▶ **WHAT TO DO**
Find every line in the records below that holds the word "rail", and copy each one.

** WORKING DATA follows **

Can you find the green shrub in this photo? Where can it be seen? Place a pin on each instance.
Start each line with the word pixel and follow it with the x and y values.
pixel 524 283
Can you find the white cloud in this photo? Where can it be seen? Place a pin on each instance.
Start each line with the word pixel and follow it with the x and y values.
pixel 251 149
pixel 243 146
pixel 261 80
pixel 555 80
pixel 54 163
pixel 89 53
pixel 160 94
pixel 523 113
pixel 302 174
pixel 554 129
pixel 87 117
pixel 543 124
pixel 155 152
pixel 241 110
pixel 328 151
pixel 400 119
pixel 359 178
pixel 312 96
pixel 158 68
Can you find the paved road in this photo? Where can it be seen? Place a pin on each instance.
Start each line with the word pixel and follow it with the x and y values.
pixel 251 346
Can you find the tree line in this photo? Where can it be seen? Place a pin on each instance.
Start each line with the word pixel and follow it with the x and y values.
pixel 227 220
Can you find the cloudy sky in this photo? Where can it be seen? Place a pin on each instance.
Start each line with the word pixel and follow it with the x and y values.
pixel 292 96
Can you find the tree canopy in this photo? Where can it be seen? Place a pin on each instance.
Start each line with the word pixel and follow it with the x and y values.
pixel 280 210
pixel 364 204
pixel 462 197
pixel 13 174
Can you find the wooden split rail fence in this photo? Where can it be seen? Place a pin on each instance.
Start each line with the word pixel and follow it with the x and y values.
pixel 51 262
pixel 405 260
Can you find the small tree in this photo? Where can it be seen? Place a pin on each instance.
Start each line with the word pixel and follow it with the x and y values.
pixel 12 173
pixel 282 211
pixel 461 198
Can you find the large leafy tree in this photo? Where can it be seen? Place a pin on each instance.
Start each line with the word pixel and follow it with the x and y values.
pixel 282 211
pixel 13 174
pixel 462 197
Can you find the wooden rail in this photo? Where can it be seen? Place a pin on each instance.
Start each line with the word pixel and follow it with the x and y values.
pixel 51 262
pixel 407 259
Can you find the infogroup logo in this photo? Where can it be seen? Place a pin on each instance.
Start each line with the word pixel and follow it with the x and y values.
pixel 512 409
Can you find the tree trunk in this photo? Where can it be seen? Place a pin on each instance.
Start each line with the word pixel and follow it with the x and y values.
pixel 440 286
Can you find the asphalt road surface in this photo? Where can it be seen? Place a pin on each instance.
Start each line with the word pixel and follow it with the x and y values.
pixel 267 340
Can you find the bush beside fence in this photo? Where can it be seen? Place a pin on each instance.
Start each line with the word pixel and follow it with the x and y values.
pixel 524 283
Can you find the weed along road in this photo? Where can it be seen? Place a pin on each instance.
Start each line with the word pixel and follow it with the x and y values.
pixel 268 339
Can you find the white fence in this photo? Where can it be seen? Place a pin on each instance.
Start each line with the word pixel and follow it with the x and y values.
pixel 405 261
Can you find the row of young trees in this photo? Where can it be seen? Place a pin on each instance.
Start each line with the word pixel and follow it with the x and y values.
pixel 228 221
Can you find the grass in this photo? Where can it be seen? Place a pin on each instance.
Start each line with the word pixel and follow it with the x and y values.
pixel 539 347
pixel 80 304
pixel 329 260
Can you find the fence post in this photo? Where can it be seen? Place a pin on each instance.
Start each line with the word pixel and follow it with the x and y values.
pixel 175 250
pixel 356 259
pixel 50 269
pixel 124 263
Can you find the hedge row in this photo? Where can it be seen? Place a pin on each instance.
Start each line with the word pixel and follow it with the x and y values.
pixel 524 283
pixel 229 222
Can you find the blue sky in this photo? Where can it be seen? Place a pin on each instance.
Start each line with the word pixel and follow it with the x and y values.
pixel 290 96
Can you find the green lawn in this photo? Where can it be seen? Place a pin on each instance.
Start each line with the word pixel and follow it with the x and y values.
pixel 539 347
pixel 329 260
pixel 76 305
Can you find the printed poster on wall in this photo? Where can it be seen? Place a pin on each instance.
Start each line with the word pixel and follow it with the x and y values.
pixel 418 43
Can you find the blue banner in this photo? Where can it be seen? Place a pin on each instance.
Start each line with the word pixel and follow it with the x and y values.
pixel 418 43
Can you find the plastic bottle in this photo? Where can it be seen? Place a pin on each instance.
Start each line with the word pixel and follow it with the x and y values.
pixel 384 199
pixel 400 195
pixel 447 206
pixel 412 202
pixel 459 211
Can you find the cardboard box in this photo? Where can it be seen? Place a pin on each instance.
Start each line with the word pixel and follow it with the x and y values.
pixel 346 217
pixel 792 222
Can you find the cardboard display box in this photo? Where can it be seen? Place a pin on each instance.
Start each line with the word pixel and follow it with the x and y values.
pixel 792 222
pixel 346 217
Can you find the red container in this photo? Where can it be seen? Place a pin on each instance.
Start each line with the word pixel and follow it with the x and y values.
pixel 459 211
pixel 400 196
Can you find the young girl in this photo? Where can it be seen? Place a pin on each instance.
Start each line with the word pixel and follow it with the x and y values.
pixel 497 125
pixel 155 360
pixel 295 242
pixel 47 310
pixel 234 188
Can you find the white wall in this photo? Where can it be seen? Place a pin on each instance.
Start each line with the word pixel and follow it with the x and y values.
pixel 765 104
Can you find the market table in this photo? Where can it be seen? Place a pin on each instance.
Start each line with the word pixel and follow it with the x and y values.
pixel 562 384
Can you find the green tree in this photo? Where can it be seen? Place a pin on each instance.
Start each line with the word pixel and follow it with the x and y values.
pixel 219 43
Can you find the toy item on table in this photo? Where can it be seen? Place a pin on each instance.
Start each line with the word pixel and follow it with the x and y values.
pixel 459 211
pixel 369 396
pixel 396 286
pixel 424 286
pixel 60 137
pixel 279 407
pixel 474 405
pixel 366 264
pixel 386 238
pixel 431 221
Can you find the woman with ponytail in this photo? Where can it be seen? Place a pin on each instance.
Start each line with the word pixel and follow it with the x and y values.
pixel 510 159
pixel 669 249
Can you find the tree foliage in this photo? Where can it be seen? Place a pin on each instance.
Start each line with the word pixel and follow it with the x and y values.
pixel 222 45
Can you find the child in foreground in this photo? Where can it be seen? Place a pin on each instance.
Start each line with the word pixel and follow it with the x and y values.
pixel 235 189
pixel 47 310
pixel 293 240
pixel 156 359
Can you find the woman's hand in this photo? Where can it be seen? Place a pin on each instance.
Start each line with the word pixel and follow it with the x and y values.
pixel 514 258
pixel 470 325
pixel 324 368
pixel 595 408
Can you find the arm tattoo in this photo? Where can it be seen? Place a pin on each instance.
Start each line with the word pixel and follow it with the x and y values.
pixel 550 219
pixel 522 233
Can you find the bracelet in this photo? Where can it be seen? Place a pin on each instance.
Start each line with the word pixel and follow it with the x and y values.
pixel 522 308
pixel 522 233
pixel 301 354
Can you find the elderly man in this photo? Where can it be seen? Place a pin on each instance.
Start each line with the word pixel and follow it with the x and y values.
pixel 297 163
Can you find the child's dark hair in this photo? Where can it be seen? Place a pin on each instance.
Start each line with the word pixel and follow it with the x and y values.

** End of WORKING DATA **

▶ **RESPONSE AREA**
Can you find the wooden split rail fence in this photo? Where can it be seen? Place a pin on each instance.
Can you find the wooden rail in this photo? Where can it be seen? Place a pin on each instance.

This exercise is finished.